* **Problem to work on**:
Count the lines in the records below that contain the string "base", and reply with only that number.

* start The input *

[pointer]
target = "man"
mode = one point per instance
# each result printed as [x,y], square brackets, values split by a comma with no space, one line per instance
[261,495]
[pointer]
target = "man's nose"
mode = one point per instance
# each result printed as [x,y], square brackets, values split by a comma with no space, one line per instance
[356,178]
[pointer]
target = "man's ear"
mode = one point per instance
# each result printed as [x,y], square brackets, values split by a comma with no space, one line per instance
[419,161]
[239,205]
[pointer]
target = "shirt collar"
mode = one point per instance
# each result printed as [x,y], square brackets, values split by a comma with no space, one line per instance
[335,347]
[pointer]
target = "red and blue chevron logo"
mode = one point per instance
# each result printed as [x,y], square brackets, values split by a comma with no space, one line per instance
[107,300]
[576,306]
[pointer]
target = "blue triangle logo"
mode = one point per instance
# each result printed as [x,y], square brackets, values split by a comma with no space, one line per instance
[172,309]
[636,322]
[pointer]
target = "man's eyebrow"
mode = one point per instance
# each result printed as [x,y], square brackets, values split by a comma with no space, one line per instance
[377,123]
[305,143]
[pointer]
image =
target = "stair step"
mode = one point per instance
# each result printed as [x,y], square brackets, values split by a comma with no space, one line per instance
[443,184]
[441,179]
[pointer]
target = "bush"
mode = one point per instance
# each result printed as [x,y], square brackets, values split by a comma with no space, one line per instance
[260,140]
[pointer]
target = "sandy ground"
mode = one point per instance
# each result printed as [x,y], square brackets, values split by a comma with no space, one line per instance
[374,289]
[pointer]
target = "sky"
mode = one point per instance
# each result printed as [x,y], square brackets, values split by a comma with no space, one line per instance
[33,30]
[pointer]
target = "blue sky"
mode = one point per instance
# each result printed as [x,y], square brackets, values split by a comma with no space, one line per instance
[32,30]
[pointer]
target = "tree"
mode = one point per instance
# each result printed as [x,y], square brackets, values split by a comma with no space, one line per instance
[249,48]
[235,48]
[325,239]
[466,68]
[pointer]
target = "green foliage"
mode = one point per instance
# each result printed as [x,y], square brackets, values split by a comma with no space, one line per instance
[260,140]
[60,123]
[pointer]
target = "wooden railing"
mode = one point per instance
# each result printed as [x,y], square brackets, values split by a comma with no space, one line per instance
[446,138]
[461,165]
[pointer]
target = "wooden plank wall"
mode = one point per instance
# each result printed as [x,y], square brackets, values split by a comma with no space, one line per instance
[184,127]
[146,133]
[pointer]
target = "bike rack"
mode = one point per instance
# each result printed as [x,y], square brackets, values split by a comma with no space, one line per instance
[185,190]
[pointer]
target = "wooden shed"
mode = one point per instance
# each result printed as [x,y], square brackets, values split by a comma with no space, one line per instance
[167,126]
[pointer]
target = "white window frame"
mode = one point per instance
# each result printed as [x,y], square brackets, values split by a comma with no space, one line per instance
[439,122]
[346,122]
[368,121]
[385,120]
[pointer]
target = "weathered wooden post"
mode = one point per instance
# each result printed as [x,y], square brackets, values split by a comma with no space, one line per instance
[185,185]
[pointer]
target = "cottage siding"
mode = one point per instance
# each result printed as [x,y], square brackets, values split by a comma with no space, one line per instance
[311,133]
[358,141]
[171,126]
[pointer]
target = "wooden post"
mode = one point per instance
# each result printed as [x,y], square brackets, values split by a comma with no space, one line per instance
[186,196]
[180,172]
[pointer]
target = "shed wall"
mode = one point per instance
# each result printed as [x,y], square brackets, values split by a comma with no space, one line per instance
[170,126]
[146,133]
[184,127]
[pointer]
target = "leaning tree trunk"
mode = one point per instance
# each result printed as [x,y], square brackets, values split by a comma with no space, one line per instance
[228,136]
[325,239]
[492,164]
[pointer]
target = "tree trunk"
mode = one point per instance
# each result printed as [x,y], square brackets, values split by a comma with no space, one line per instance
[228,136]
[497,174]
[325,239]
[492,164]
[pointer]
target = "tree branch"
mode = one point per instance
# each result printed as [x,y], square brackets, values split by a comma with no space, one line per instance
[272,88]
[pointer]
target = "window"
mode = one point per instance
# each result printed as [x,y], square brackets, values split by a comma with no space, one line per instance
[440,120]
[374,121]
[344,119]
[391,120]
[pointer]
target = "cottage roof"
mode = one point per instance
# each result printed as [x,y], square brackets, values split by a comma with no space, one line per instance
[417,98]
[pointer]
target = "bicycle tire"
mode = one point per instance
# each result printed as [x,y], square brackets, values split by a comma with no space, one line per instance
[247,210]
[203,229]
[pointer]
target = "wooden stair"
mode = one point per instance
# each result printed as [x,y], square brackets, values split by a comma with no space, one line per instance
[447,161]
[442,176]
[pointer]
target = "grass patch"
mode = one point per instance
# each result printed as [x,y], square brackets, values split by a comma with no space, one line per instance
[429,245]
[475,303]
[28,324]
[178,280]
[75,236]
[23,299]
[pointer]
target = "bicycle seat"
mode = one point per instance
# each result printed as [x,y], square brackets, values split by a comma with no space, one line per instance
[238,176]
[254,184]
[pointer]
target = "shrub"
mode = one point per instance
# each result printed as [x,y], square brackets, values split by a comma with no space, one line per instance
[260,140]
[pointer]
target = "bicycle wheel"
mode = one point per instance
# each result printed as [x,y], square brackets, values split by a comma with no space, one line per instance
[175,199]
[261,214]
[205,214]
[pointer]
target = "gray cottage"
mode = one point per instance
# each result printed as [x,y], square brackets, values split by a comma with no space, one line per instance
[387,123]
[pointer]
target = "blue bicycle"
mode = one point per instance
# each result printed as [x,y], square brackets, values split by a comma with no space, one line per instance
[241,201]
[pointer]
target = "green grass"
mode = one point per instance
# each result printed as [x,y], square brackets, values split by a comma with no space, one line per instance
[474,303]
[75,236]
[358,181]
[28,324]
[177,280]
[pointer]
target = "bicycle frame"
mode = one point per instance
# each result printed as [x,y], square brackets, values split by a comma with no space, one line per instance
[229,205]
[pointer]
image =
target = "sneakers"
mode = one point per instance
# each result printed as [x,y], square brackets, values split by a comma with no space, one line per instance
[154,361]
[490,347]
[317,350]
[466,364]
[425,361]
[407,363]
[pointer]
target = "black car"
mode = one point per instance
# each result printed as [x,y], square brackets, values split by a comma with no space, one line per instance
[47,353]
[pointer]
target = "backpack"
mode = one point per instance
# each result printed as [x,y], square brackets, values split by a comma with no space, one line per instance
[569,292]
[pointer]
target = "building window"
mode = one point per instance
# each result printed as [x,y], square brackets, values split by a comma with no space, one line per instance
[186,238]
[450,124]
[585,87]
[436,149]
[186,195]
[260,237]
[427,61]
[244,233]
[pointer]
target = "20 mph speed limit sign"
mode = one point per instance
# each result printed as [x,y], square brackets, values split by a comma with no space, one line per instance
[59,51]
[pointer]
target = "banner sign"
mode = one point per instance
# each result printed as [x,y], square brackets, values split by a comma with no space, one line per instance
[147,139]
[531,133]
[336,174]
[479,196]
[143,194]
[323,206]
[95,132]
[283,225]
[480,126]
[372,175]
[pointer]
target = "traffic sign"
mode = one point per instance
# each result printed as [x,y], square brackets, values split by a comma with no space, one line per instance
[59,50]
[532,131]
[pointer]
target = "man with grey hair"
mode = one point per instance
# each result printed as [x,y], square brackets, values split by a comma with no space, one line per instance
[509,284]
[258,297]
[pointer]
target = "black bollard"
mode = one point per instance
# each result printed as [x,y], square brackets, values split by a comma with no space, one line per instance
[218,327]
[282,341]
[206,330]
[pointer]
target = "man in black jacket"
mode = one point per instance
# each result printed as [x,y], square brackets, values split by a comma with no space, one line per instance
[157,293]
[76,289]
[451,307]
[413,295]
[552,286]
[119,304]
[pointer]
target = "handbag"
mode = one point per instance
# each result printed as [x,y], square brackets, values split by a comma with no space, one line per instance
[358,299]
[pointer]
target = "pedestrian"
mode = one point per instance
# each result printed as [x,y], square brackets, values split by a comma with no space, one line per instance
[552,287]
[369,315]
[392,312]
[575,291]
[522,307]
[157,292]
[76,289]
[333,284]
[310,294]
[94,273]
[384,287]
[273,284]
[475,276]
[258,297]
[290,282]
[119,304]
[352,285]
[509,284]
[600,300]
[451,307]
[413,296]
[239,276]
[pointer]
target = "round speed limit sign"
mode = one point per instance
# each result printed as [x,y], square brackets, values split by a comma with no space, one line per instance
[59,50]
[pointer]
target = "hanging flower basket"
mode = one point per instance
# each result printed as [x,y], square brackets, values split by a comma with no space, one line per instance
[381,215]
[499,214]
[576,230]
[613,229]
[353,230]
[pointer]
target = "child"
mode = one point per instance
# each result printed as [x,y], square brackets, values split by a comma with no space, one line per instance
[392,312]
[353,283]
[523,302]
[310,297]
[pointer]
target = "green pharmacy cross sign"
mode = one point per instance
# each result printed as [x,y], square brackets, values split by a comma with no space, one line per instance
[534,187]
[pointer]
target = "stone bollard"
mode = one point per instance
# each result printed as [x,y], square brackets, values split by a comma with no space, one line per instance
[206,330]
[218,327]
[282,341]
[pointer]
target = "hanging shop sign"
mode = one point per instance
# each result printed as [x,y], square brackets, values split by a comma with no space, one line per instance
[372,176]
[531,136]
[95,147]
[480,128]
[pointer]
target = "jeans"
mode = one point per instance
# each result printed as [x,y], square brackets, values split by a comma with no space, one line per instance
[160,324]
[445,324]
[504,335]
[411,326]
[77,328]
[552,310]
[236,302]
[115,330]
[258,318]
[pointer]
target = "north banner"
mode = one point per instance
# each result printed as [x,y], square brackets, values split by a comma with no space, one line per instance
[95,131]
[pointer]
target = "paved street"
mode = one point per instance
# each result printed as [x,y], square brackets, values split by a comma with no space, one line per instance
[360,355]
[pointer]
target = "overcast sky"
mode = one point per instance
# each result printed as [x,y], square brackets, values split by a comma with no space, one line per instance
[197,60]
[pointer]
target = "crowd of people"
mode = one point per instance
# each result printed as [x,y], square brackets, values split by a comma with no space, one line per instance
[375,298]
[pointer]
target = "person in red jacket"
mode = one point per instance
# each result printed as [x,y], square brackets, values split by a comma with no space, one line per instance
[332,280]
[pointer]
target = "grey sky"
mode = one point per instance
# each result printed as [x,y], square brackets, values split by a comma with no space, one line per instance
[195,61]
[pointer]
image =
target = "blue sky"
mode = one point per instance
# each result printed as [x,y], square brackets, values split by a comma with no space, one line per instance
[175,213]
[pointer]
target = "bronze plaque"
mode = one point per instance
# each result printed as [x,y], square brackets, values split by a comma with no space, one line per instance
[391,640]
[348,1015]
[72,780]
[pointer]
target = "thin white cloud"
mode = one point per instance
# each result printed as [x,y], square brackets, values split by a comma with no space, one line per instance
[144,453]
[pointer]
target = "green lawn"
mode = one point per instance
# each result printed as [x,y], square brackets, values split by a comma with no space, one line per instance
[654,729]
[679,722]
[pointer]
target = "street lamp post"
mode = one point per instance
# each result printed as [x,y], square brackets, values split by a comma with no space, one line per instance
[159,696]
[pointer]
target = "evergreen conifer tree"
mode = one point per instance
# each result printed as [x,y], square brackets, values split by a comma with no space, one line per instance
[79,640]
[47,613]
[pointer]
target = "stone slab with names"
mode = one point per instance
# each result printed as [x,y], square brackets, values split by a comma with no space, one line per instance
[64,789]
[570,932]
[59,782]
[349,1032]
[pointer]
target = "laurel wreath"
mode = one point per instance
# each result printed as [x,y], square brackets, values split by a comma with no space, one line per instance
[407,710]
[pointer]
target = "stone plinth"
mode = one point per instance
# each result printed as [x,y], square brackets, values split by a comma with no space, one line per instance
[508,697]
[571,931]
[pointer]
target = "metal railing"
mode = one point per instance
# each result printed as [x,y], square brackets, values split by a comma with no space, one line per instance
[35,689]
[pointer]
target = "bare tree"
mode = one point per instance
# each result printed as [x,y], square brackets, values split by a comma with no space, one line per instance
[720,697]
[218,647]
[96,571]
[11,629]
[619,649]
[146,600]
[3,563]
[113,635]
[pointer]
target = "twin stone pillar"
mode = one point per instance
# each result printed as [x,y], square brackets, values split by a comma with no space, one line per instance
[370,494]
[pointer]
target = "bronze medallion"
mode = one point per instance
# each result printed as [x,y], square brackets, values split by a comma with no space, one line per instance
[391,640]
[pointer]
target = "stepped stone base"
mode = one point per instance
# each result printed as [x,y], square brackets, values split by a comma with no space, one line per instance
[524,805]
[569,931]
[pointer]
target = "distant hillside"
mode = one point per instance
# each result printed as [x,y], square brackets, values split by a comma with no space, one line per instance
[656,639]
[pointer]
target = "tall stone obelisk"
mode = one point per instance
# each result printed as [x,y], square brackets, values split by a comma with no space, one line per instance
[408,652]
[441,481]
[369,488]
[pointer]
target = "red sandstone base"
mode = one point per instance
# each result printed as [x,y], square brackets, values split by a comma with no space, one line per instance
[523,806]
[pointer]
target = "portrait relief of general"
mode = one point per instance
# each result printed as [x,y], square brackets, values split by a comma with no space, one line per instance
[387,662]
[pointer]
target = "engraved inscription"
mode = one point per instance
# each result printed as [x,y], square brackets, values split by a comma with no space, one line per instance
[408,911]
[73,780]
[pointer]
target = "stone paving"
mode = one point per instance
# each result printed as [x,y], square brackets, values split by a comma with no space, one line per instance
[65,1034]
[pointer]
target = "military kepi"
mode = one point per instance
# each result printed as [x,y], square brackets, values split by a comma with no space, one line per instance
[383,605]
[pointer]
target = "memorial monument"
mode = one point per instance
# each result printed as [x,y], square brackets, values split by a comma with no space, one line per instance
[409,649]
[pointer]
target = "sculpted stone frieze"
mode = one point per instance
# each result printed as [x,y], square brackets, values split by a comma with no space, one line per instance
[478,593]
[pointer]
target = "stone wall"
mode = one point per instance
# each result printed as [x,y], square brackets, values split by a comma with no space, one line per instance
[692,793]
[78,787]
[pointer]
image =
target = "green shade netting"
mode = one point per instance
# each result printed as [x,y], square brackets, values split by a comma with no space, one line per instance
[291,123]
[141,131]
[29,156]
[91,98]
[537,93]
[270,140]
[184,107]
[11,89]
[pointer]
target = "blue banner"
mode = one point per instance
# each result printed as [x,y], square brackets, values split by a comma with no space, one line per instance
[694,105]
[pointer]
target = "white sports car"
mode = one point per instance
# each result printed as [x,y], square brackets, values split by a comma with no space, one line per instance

* end The input *

* **Task answer**:
2